PROBLEM –
Rewrite the records as a numbered list, starting at the first line and stopping after the line that contains "Query: man's bare arm". Leave out blank lines.

## Begin

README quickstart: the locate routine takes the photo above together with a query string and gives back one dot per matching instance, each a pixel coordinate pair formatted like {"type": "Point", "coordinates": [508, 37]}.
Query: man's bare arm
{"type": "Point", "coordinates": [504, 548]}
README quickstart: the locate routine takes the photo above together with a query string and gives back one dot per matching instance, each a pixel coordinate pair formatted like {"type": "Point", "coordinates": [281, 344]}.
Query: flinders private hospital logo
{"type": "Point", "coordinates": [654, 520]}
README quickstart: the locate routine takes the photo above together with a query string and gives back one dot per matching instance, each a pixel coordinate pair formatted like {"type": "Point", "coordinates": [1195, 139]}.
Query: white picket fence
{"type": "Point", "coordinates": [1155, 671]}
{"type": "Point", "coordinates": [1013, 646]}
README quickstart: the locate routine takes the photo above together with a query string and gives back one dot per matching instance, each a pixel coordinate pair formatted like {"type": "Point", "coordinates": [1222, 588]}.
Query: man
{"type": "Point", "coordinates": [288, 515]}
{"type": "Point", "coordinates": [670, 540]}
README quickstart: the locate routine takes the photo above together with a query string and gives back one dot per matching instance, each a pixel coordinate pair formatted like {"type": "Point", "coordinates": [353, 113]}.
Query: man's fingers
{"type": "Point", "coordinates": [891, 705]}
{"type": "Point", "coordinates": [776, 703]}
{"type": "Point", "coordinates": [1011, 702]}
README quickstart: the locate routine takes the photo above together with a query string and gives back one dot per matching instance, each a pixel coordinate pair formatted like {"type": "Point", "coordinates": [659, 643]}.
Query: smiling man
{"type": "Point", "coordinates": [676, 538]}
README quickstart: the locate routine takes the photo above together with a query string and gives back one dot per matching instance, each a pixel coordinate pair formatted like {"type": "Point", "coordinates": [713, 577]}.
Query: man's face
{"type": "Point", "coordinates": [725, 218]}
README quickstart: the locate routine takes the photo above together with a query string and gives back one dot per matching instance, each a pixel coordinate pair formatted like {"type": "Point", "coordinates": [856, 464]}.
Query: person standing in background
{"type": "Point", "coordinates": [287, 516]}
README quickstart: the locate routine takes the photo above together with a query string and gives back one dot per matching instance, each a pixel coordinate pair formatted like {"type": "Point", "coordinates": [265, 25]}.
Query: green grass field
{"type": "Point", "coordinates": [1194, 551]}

## End

THE RESPONSE –
1. README quickstart: the locate routine takes the photo above together with a query string and gives back one dot per matching instance, each a pixel coordinate pair formatted like {"type": "Point", "coordinates": [508, 37]}.
2. Query: man's bare arm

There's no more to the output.